Work to be completed: Convert the entire listing below into a JSON array of strings, one per line, skipping blank lines and omitting the pictures.

Information supplied:
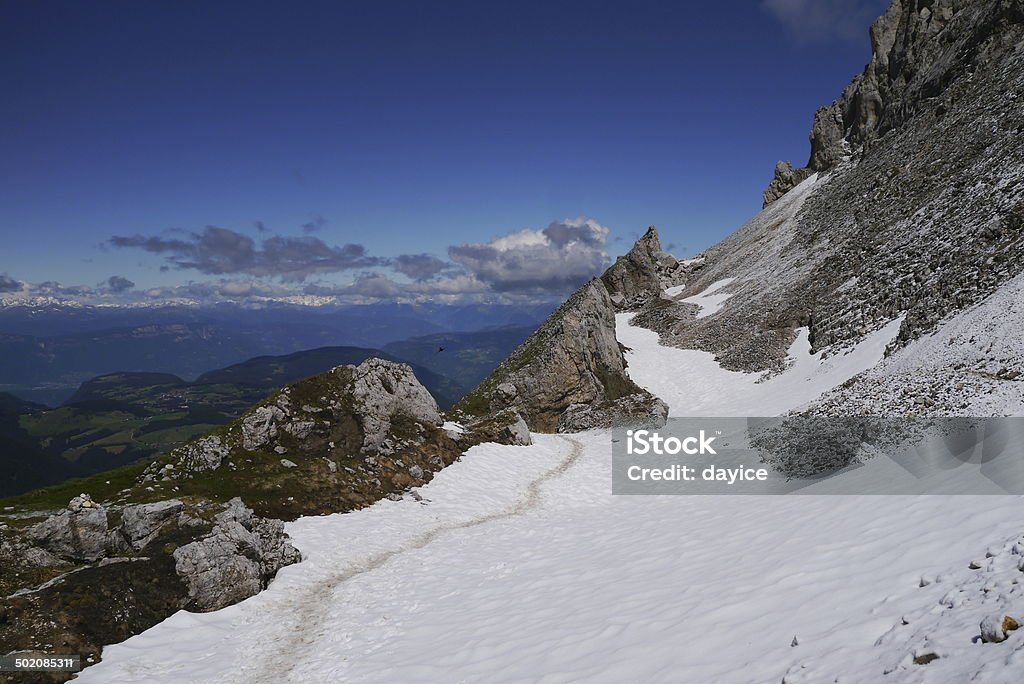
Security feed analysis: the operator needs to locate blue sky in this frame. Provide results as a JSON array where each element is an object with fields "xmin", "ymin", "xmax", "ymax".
[{"xmin": 0, "ymin": 0, "xmax": 887, "ymax": 305}]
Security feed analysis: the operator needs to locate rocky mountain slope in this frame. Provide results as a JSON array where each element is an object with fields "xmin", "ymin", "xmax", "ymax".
[
  {"xmin": 0, "ymin": 358, "xmax": 489, "ymax": 679},
  {"xmin": 0, "ymin": 347, "xmax": 465, "ymax": 497},
  {"xmin": 454, "ymin": 272, "xmax": 668, "ymax": 432},
  {"xmin": 638, "ymin": 0, "xmax": 1024, "ymax": 387}
]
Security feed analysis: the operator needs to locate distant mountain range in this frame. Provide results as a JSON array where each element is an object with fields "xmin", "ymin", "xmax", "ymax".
[
  {"xmin": 0, "ymin": 303, "xmax": 550, "ymax": 405},
  {"xmin": 384, "ymin": 326, "xmax": 537, "ymax": 391},
  {"xmin": 0, "ymin": 327, "xmax": 531, "ymax": 496}
]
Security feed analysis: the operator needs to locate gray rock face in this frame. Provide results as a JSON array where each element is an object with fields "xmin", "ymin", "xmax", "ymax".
[
  {"xmin": 242, "ymin": 403, "xmax": 287, "ymax": 452},
  {"xmin": 456, "ymin": 270, "xmax": 660, "ymax": 432},
  {"xmin": 601, "ymin": 226, "xmax": 680, "ymax": 310},
  {"xmin": 174, "ymin": 499, "xmax": 301, "ymax": 611},
  {"xmin": 176, "ymin": 435, "xmax": 228, "ymax": 474},
  {"xmin": 26, "ymin": 495, "xmax": 115, "ymax": 562},
  {"xmin": 351, "ymin": 358, "xmax": 441, "ymax": 452},
  {"xmin": 460, "ymin": 409, "xmax": 534, "ymax": 446},
  {"xmin": 558, "ymin": 391, "xmax": 669, "ymax": 432},
  {"xmin": 161, "ymin": 358, "xmax": 442, "ymax": 480},
  {"xmin": 647, "ymin": 0, "xmax": 1024, "ymax": 372},
  {"xmin": 764, "ymin": 0, "xmax": 1024, "ymax": 206},
  {"xmin": 121, "ymin": 499, "xmax": 184, "ymax": 550},
  {"xmin": 763, "ymin": 162, "xmax": 813, "ymax": 207}
]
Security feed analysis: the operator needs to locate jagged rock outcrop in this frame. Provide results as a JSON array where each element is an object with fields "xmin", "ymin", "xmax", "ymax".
[
  {"xmin": 0, "ymin": 359, "xmax": 456, "ymax": 660},
  {"xmin": 25, "ymin": 494, "xmax": 116, "ymax": 562},
  {"xmin": 456, "ymin": 409, "xmax": 534, "ymax": 448},
  {"xmin": 762, "ymin": 161, "xmax": 813, "ymax": 208},
  {"xmin": 139, "ymin": 358, "xmax": 462, "ymax": 520},
  {"xmin": 635, "ymin": 0, "xmax": 1024, "ymax": 372},
  {"xmin": 121, "ymin": 499, "xmax": 184, "ymax": 551},
  {"xmin": 173, "ymin": 498, "xmax": 302, "ymax": 611},
  {"xmin": 764, "ymin": 0, "xmax": 1024, "ymax": 206},
  {"xmin": 601, "ymin": 225, "xmax": 682, "ymax": 310},
  {"xmin": 455, "ymin": 268, "xmax": 660, "ymax": 432},
  {"xmin": 352, "ymin": 358, "xmax": 441, "ymax": 452}
]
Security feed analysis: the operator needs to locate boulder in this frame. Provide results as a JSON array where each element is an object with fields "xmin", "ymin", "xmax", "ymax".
[
  {"xmin": 25, "ymin": 494, "xmax": 113, "ymax": 562},
  {"xmin": 174, "ymin": 498, "xmax": 302, "ymax": 611},
  {"xmin": 242, "ymin": 405, "xmax": 287, "ymax": 452},
  {"xmin": 121, "ymin": 499, "xmax": 184, "ymax": 551},
  {"xmin": 346, "ymin": 358, "xmax": 442, "ymax": 453}
]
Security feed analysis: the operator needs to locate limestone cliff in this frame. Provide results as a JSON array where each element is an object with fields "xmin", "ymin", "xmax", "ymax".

Answer in full:
[
  "Security feed analysis: the operator needs to locate blue sky in this frame. Provide results as a JSON array where each element is an object with fields \"xmin\", \"ymin\", \"xmax\", \"ymax\".",
  "[{\"xmin\": 0, \"ymin\": 0, \"xmax\": 887, \"ymax\": 305}]",
  "Security feed analysis: the operator needs to locate rocky mountain slope in this frame. Provide results as a JSON array where each element is an object with fields \"xmin\", \"ymin\", \"xmax\", \"ymax\".",
  "[",
  "  {\"xmin\": 0, \"ymin\": 358, \"xmax\": 489, \"ymax\": 679},",
  "  {\"xmin\": 0, \"ymin\": 347, \"xmax\": 465, \"ymax\": 497},",
  "  {\"xmin\": 454, \"ymin\": 272, \"xmax\": 668, \"ymax\": 432},",
  "  {\"xmin\": 638, \"ymin\": 0, \"xmax\": 1024, \"ymax\": 387}",
  "]",
  "Security feed analysis: the operator needs to locate distant mountain range in this frame. Provide results as a JSON array where each element is an object with fields \"xmin\", \"ymin\", \"xmax\", \"ymax\".",
  "[",
  "  {\"xmin\": 0, \"ymin\": 303, \"xmax\": 550, \"ymax\": 405},",
  "  {\"xmin\": 384, \"ymin\": 326, \"xmax\": 537, \"ymax\": 391},",
  "  {\"xmin\": 0, \"ymin\": 327, \"xmax\": 531, \"ymax\": 496}",
  "]",
  "Security feed analysis: the operator needs to locate gray rock face in this frame. Provide results as a JSON array where each element is an object with fields \"xmin\", \"ymin\", \"xmax\", \"ymax\".",
  "[",
  "  {\"xmin\": 242, \"ymin\": 403, \"xmax\": 287, \"ymax\": 452},",
  "  {\"xmin\": 456, \"ymin\": 270, \"xmax\": 660, \"ymax\": 432},",
  "  {\"xmin\": 601, \"ymin\": 226, \"xmax\": 680, \"ymax\": 310},",
  "  {\"xmin\": 174, \"ymin\": 499, \"xmax\": 301, \"ymax\": 611},",
  "  {\"xmin\": 176, \"ymin\": 435, \"xmax\": 228, \"ymax\": 474},",
  "  {\"xmin\": 26, \"ymin\": 495, \"xmax\": 115, \"ymax\": 562},",
  "  {\"xmin\": 351, \"ymin\": 358, \"xmax\": 441, \"ymax\": 452},",
  "  {\"xmin\": 460, \"ymin\": 409, \"xmax\": 534, \"ymax\": 446},",
  "  {\"xmin\": 558, \"ymin\": 391, \"xmax\": 669, \"ymax\": 432},",
  "  {\"xmin\": 161, \"ymin\": 358, \"xmax\": 442, \"ymax\": 480},",
  "  {\"xmin\": 647, \"ymin\": 0, \"xmax\": 1024, \"ymax\": 372},",
  "  {\"xmin\": 764, \"ymin\": 0, \"xmax\": 1024, \"ymax\": 206},",
  "  {\"xmin\": 121, \"ymin\": 499, \"xmax\": 184, \"ymax\": 550},",
  "  {\"xmin\": 763, \"ymin\": 162, \"xmax\": 813, \"ymax\": 207}",
  "]",
  "Security feed analysis: the operator needs to locate jagged rock outcrop in this frame. Provide results as a JSON array where each element is an object with fields \"xmin\", \"ymin\", \"xmax\", \"ymax\".",
  "[",
  "  {\"xmin\": 0, \"ymin\": 359, \"xmax\": 456, \"ymax\": 660},",
  "  {\"xmin\": 25, \"ymin\": 494, \"xmax\": 116, \"ymax\": 562},",
  "  {\"xmin\": 456, \"ymin\": 409, \"xmax\": 534, \"ymax\": 448},",
  "  {\"xmin\": 762, \"ymin\": 161, \"xmax\": 813, \"ymax\": 208},",
  "  {\"xmin\": 139, \"ymin\": 358, \"xmax\": 462, \"ymax\": 520},",
  "  {\"xmin\": 635, \"ymin\": 0, \"xmax\": 1024, \"ymax\": 372},",
  "  {\"xmin\": 121, \"ymin\": 499, \"xmax\": 184, \"ymax\": 551},",
  "  {\"xmin\": 173, \"ymin\": 498, \"xmax\": 302, \"ymax\": 611},",
  "  {\"xmin\": 764, \"ymin\": 0, \"xmax\": 1024, \"ymax\": 206},",
  "  {\"xmin\": 601, \"ymin\": 225, \"xmax\": 682, \"ymax\": 310},",
  "  {\"xmin\": 455, \"ymin\": 268, \"xmax\": 660, \"ymax\": 432},",
  "  {\"xmin\": 352, \"ymin\": 358, \"xmax\": 441, \"ymax\": 452}",
  "]",
  "Security feed analysis: the operator needs to locate boulder in this frame. Provide results as a JSON array where each element is an object with fields \"xmin\", \"ymin\", \"xmax\", \"ymax\".",
  "[",
  "  {\"xmin\": 25, \"ymin\": 494, \"xmax\": 113, \"ymax\": 562},",
  "  {\"xmin\": 174, \"ymin\": 498, \"xmax\": 302, \"ymax\": 611},",
  "  {\"xmin\": 242, \"ymin\": 405, \"xmax\": 287, \"ymax\": 452},",
  "  {\"xmin\": 121, \"ymin\": 499, \"xmax\": 184, \"ymax\": 551},",
  "  {\"xmin\": 346, \"ymin\": 358, \"xmax\": 442, \"ymax\": 453}",
  "]",
  "Security feed analysis: the operator needs to locate limestone cliff in this frame. Provide results as a JSON array where each element is an object with fields \"xmin\", \"ymin\", \"xmax\", \"ymax\"."
]